● What you need to do
Return, unchanged, the lines of the rows below, beginning at the line that contains "Isolate the tree canopy in this image." and stopping after the line that contains "[0,173,449,299]".

[Data records]
■ ■ ■ ■

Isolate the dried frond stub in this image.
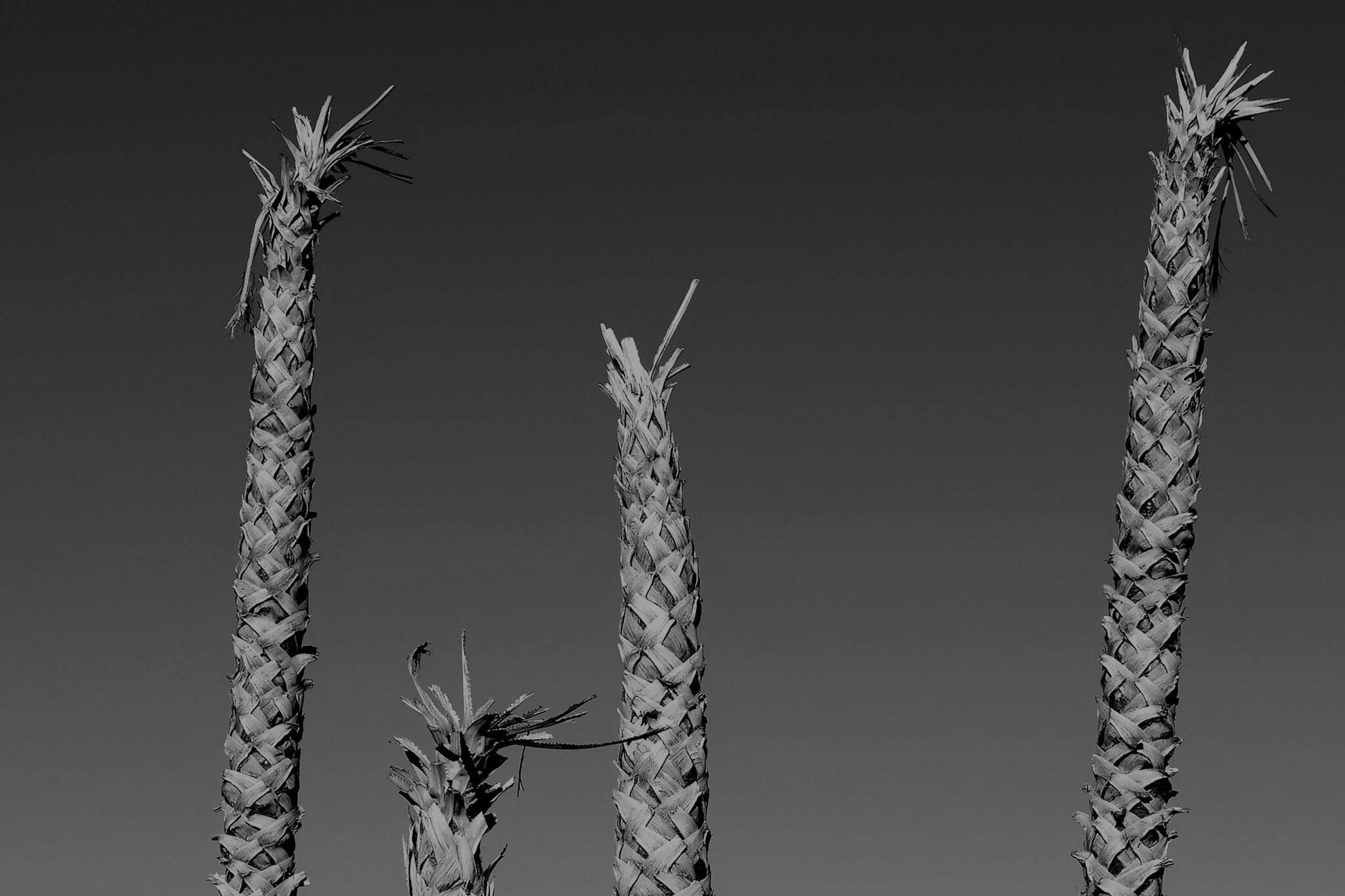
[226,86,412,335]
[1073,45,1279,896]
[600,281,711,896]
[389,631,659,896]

■ ■ ■ ■

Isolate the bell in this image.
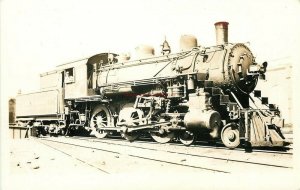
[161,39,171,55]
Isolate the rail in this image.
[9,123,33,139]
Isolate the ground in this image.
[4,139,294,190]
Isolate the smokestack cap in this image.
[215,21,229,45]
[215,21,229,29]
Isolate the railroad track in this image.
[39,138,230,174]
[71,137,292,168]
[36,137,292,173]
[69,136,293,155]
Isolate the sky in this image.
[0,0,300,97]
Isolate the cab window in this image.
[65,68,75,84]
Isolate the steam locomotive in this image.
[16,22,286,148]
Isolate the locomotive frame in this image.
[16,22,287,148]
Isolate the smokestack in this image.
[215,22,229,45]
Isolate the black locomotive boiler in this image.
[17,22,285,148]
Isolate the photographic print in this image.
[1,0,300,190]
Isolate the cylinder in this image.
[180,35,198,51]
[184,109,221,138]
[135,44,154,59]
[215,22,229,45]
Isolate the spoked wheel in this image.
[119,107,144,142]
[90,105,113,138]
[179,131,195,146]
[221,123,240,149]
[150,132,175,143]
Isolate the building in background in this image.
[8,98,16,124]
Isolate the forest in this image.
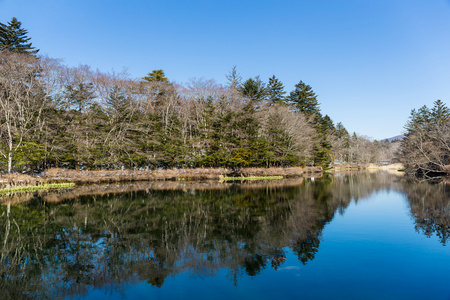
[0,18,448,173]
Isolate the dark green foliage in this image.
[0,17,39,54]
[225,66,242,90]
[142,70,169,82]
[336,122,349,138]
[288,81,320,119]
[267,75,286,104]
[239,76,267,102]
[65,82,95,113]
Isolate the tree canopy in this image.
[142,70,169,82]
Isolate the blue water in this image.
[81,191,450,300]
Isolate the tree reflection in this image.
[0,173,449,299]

■ ■ ■ ■

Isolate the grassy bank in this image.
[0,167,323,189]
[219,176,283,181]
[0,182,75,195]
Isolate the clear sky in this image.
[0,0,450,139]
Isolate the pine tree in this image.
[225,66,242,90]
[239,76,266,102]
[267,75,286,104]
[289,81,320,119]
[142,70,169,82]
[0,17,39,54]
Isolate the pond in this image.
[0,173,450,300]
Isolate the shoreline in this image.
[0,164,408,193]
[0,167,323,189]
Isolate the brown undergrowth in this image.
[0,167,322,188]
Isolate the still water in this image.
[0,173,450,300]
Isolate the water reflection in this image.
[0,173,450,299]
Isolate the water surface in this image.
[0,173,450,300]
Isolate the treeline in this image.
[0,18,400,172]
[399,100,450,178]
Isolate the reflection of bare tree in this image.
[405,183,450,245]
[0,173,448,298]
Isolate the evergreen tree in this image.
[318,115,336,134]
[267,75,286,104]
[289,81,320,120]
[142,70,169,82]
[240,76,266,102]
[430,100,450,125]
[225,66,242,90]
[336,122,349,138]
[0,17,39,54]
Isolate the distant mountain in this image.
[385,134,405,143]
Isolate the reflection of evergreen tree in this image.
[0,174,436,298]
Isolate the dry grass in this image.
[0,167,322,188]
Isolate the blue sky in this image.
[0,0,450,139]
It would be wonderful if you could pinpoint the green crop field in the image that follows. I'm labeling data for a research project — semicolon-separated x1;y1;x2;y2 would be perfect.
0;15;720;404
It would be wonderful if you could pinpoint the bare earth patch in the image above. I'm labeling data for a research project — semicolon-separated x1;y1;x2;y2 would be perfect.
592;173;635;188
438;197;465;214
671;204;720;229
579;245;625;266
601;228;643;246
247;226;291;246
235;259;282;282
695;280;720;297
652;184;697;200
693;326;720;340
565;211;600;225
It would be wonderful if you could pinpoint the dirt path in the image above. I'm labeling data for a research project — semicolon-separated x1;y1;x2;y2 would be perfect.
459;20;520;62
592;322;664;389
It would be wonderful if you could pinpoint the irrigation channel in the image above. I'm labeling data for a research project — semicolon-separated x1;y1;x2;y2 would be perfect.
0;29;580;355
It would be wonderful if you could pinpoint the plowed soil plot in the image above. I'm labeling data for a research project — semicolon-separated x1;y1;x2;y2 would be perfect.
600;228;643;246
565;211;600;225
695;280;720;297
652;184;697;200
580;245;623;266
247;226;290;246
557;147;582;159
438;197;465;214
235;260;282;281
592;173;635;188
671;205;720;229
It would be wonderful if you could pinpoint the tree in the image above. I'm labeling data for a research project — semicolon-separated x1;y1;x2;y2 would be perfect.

■ ■ ■ ■

● Written answer
Isolate the tree canopy in this image.
[142,70,169,82]
Isolate the blue water in this image.
[81,191,450,300]
Isolate the tree reflection in this image.
[0,173,449,299]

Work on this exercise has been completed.